Request -
Reproduce the records word for word, starting at the line that contains "The service SHOULD place a point on the stone slab" and continuing through the last line of the records.

Raw data -
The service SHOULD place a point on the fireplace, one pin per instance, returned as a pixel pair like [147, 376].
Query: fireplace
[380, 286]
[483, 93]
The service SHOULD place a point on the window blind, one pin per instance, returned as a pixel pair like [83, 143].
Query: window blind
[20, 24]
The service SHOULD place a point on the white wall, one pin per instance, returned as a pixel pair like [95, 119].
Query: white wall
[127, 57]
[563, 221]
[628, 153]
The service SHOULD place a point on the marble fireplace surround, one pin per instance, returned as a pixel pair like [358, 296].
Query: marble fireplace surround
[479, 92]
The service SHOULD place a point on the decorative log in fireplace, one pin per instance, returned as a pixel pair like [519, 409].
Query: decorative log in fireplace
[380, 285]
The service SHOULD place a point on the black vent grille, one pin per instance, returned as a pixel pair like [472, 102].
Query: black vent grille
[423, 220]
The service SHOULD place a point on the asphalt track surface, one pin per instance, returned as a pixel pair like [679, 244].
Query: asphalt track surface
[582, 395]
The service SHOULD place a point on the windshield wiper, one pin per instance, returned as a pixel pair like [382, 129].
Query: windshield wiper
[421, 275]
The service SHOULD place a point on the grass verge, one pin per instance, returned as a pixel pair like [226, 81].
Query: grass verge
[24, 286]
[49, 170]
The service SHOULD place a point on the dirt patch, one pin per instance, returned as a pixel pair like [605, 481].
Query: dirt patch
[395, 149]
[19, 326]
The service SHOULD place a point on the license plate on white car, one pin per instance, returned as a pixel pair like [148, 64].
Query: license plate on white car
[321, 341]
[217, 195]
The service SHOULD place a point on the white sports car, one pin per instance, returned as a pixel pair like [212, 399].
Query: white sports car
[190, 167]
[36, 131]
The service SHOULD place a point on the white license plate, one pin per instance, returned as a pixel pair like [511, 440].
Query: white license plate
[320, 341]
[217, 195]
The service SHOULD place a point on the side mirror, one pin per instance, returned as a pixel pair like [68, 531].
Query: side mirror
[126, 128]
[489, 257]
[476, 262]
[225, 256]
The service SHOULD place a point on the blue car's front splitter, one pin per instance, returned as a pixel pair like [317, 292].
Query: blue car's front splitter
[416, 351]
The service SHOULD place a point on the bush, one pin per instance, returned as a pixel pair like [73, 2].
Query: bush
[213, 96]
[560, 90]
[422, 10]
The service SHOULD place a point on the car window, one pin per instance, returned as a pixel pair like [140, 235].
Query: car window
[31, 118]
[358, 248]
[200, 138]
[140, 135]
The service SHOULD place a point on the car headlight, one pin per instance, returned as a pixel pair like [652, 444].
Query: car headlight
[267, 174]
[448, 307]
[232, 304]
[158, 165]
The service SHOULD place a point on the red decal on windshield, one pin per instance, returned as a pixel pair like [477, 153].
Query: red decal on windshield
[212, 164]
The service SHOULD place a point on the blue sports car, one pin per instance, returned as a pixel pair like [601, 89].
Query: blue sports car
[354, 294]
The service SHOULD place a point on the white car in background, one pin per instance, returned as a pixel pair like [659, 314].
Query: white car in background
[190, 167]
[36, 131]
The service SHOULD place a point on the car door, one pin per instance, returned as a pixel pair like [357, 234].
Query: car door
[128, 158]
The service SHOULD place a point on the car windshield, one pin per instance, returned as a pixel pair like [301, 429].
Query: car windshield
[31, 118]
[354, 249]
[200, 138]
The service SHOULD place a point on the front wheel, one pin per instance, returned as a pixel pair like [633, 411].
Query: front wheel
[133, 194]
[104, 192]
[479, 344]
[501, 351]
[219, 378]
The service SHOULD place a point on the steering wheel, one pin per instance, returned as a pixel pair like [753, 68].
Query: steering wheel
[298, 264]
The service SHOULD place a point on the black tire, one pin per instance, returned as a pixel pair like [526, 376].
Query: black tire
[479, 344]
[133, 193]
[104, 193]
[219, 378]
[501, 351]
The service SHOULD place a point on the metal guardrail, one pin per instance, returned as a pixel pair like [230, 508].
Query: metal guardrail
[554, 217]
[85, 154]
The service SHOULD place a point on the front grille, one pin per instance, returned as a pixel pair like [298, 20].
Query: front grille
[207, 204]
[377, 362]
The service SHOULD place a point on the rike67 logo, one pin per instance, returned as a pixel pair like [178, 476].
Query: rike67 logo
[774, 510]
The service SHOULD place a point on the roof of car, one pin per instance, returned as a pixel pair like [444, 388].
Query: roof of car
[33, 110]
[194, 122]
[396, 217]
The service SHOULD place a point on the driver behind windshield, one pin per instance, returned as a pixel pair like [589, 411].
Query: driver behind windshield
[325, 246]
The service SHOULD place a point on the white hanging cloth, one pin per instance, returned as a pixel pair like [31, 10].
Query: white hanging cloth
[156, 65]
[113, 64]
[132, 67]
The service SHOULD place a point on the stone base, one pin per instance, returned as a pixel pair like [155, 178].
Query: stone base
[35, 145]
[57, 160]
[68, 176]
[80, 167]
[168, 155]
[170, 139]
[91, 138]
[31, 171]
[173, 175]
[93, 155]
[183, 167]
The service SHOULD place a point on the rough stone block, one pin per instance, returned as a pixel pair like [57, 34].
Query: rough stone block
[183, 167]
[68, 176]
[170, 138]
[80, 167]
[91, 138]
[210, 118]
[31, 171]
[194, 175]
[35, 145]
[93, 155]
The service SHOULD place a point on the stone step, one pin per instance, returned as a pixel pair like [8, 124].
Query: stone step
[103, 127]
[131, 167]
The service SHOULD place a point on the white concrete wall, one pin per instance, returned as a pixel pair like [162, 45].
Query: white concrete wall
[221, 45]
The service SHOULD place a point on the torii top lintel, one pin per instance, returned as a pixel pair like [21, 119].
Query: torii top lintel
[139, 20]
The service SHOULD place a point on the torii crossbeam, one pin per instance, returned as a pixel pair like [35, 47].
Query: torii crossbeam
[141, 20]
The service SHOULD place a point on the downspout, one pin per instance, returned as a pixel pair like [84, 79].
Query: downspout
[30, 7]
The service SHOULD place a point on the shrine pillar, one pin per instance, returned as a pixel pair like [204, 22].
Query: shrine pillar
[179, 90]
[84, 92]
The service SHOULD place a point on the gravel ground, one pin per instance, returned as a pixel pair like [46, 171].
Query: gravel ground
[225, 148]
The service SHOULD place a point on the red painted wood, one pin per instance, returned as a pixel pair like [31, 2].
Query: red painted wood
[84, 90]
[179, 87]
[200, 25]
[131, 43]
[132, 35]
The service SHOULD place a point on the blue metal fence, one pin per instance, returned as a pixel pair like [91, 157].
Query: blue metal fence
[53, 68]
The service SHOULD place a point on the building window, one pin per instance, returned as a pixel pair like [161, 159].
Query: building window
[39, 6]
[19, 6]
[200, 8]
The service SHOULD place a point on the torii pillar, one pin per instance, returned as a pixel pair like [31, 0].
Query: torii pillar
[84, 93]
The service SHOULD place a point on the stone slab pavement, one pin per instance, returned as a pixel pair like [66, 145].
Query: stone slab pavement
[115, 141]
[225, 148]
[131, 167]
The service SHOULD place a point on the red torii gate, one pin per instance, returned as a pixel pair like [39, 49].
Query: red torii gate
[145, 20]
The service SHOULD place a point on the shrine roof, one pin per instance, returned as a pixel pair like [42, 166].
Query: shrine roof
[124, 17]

Task answer -
The service SHOULD place a point on the stone slab pavement, one pin per instance, returned as a pixel pair like [66, 145].
Query: stone slab pavement
[115, 141]
[225, 148]
[131, 167]
The service SHOULD place a point on the red torii gate, one pin per instance, returned as a pixel pair like [39, 49].
Query: red torii gate
[145, 20]
The service SHOULD place a point on the shrine roof, one pin per instance, returned as a pixel pair like [42, 166].
Query: shrine roof
[124, 17]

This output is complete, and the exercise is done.